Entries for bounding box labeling
____________
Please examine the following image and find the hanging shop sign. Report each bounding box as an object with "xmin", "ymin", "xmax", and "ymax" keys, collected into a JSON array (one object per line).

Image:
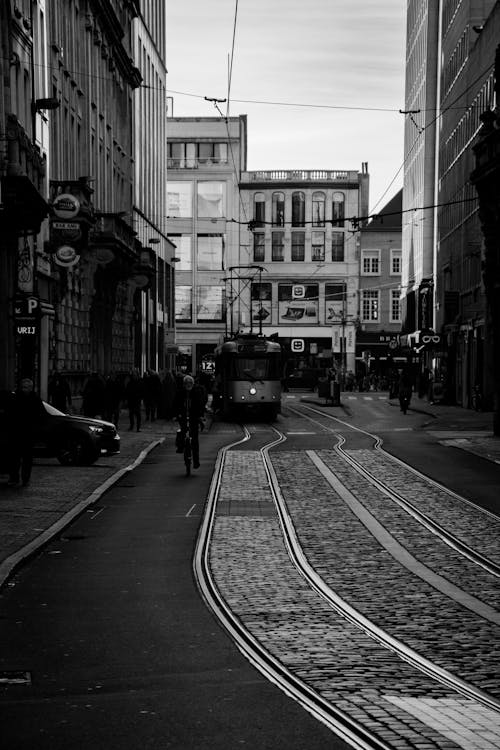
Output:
[
  {"xmin": 54, "ymin": 245, "xmax": 80, "ymax": 268},
  {"xmin": 50, "ymin": 221, "xmax": 82, "ymax": 242},
  {"xmin": 52, "ymin": 193, "xmax": 80, "ymax": 219}
]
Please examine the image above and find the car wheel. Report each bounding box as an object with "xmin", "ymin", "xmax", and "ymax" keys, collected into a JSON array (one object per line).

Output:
[{"xmin": 56, "ymin": 435, "xmax": 99, "ymax": 466}]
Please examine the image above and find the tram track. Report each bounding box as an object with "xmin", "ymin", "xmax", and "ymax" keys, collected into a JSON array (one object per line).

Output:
[
  {"xmin": 194, "ymin": 420, "xmax": 500, "ymax": 750},
  {"xmin": 288, "ymin": 406, "xmax": 500, "ymax": 578}
]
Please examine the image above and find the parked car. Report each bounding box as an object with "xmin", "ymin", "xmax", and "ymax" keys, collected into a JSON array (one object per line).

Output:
[{"xmin": 0, "ymin": 401, "xmax": 120, "ymax": 466}]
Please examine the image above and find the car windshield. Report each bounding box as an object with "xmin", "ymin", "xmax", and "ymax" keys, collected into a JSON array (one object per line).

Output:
[{"xmin": 43, "ymin": 401, "xmax": 66, "ymax": 417}]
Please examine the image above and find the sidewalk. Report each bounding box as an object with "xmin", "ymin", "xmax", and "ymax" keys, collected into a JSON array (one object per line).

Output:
[{"xmin": 0, "ymin": 417, "xmax": 177, "ymax": 586}]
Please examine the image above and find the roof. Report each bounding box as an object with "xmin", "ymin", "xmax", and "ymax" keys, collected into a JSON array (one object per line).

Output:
[{"xmin": 364, "ymin": 188, "xmax": 403, "ymax": 231}]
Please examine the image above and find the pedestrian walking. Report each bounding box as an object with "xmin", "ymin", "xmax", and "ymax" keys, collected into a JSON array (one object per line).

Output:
[
  {"xmin": 102, "ymin": 373, "xmax": 123, "ymax": 428},
  {"xmin": 47, "ymin": 372, "xmax": 72, "ymax": 414},
  {"xmin": 82, "ymin": 372, "xmax": 104, "ymax": 418},
  {"xmin": 6, "ymin": 378, "xmax": 47, "ymax": 487},
  {"xmin": 398, "ymin": 370, "xmax": 412, "ymax": 414},
  {"xmin": 125, "ymin": 370, "xmax": 143, "ymax": 432},
  {"xmin": 175, "ymin": 375, "xmax": 205, "ymax": 469}
]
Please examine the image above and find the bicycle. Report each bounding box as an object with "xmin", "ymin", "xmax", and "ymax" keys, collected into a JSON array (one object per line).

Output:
[
  {"xmin": 184, "ymin": 416, "xmax": 193, "ymax": 477},
  {"xmin": 471, "ymin": 385, "xmax": 483, "ymax": 411}
]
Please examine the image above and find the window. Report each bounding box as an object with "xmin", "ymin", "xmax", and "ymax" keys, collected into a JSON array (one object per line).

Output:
____________
Direction:
Quote, without any change, each line from the one that contains "Please examine the image above and find the car windshield." through the end of the material.

Solution to this task:
Please examine the image above and find the car windshield. Report each bounding box as an object with "xmin", "ymin", "xmax", and "ymax" keys, collected into a JSON array (one object per line).

Output:
[{"xmin": 43, "ymin": 401, "xmax": 66, "ymax": 417}]
Please examine the image above and find the sidewalk. Report each bounding box as an object with "xmin", "ymin", "xmax", and "ymax" keys, collected into a JSON array (one object per line).

Output:
[{"xmin": 0, "ymin": 417, "xmax": 177, "ymax": 586}]
Please examine the image above and find the roof. Report each bounding box as an object with "xmin", "ymin", "xmax", and "ymax" keys, collected into a JSON array (one object per line).

Output:
[{"xmin": 364, "ymin": 188, "xmax": 403, "ymax": 231}]
Please examine the image above and find the pedestrian walking. Report each bounding box as an object with "xmin", "ymin", "xmax", and "ymax" keys, collected into a JSON array (one object per line).

Output:
[
  {"xmin": 102, "ymin": 373, "xmax": 123, "ymax": 428},
  {"xmin": 47, "ymin": 372, "xmax": 72, "ymax": 414},
  {"xmin": 82, "ymin": 372, "xmax": 104, "ymax": 418},
  {"xmin": 6, "ymin": 378, "xmax": 47, "ymax": 487},
  {"xmin": 398, "ymin": 370, "xmax": 412, "ymax": 414},
  {"xmin": 125, "ymin": 370, "xmax": 143, "ymax": 432},
  {"xmin": 175, "ymin": 375, "xmax": 205, "ymax": 469}
]
Please examine the image above and find the bicycle. Report each bounding box as an object with "xmin", "ymin", "xmax", and "ymax" keys, collected into a JSON array (one object per line).

Output:
[
  {"xmin": 184, "ymin": 416, "xmax": 193, "ymax": 477},
  {"xmin": 471, "ymin": 385, "xmax": 483, "ymax": 411}
]
Please examine the image above and find the window. Report each bounding box as an object with "xmin", "ymin", "xmax", and "ymax" keys, collected into a JSON array (one object per line).

Output:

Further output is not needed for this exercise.